AIM: Reproduce the material below word for word, from the line containing "Target object class for this labeling batch: gradient" through the line containing "0, 0, 896, 1089", both included. Copy nothing outside that span.

EXTRACTED RECORDS:
┏━━

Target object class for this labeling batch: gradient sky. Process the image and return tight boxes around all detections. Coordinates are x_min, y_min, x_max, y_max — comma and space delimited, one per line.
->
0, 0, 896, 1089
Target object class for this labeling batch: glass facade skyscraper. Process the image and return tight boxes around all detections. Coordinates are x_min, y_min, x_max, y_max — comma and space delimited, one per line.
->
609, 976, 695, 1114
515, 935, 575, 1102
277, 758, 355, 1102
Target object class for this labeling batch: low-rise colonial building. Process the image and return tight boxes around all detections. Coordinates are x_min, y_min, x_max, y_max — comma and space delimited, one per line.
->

┗━━
┏━━

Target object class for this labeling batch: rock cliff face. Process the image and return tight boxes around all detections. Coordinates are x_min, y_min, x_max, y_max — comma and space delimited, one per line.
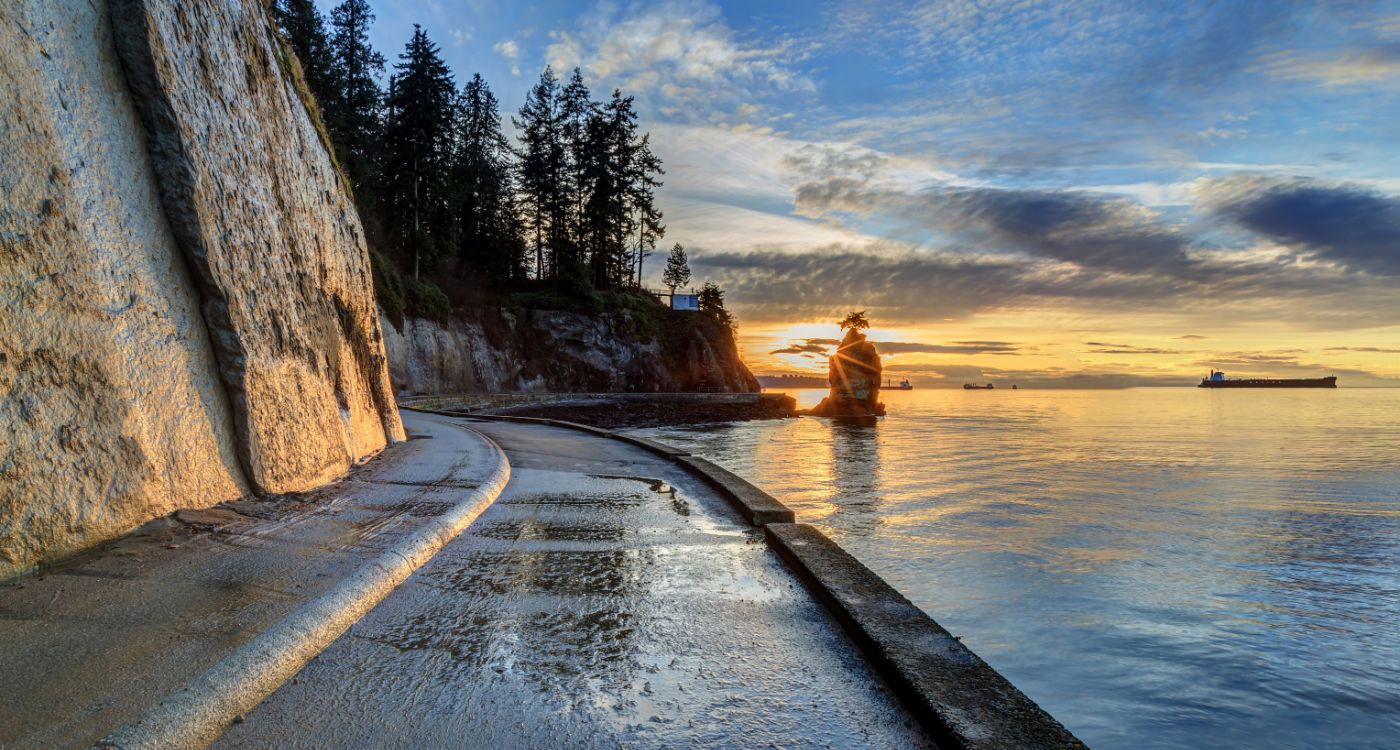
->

┗━━
┏━━

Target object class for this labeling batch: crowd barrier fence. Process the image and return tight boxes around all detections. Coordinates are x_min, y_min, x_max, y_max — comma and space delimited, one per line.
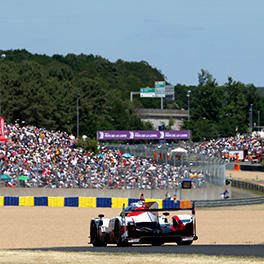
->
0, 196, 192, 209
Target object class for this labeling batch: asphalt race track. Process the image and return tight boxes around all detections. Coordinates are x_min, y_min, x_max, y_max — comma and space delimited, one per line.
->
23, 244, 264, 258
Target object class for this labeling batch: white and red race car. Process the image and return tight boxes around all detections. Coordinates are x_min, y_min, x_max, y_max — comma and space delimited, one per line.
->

┗━━

CORRECT ANSWER:
Target object class for this labeling batch: gradient sky. Process the image and return tight boxes around all detections. Coordinates are x_min, y_min, x_max, y_max — comma and space delimited, one per line.
->
0, 0, 896, 1089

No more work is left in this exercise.